Mar 17 2009

Pakistan’s Chief Justice Reinstated; Crisis Averted

Feature Stories | Published 17 Mar 2009, 10:06 am | Comments Off on Pakistan’s Chief Justice Reinstated; Crisis Averted -

|

| the entire program

lawyers

A serious standoff between Pakistan’s two major political parties has just ended, resulting in a victory for Prime Minister Nawaz Sharif of the Muslim League. Demonstrations in the capital Islamabad turned violent over the weekend, as lawyers and their supporters rallied for the reinstatement of chief justice Iftikhar Chaudhry, first sacked by former President Pervez Musharraf in 2007. Nawaz Sharif had run for office on a platform of reinstating Chaudery. His rival, President Asif Ali Zardari, of the Pakistan People’s Party and widower of Benazir Bhutto, had delayed returning Chaudery to his old position, ostensibly fearing that the independent-minded judge would revive old corruption charges against him and his wife. In the face of threats by Sharif to attend a major rally on Sunday, police placed the PM under house-arrest. But faced with mounting pressure from the streets as well as Pakistan’s strongest ally, the US, Zardari reinstated the chief justice, and Sharif called off the demonstration. Pakistan’s internal turmoil provides a fitting backdrop to the larger issue of fundamentalist violence that earlier this month manifested in a brazen attack on Sri Lanka’s national cricket team in Lahore.

※

### AIM
According to the article about the Pakistani chief justice's reinstatement, who first sacked the chief justice, and in what year? The entries that follow are separate material and have no connection to the article above.

### DATA LINES
※

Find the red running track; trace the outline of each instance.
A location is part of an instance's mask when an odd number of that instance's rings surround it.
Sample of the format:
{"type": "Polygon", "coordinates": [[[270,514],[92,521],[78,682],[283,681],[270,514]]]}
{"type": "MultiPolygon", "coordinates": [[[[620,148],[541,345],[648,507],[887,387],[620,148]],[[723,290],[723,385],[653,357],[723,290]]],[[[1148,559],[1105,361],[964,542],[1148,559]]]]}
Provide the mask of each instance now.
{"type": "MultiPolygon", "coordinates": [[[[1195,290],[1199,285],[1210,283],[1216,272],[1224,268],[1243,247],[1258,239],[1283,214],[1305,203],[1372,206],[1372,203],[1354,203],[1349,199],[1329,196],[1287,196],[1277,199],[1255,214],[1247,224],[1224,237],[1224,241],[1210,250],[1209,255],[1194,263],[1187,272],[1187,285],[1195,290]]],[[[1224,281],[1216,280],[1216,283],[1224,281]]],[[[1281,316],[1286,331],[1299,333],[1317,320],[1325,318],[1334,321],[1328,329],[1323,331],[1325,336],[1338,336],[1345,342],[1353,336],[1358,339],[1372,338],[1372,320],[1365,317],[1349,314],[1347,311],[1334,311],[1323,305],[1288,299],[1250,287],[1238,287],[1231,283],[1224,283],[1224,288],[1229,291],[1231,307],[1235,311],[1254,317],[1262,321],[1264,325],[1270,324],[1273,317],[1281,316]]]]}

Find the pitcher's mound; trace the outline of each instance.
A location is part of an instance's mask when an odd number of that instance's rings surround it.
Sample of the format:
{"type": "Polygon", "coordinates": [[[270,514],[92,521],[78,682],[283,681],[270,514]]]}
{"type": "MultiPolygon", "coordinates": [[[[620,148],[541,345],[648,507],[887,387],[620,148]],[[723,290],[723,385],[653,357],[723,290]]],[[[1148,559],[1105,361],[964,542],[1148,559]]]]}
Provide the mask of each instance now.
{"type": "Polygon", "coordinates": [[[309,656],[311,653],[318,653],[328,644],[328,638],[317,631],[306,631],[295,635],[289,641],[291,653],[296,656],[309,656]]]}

※

### SOLUTION
Former President Pervez Musharraf sacked him in 2007.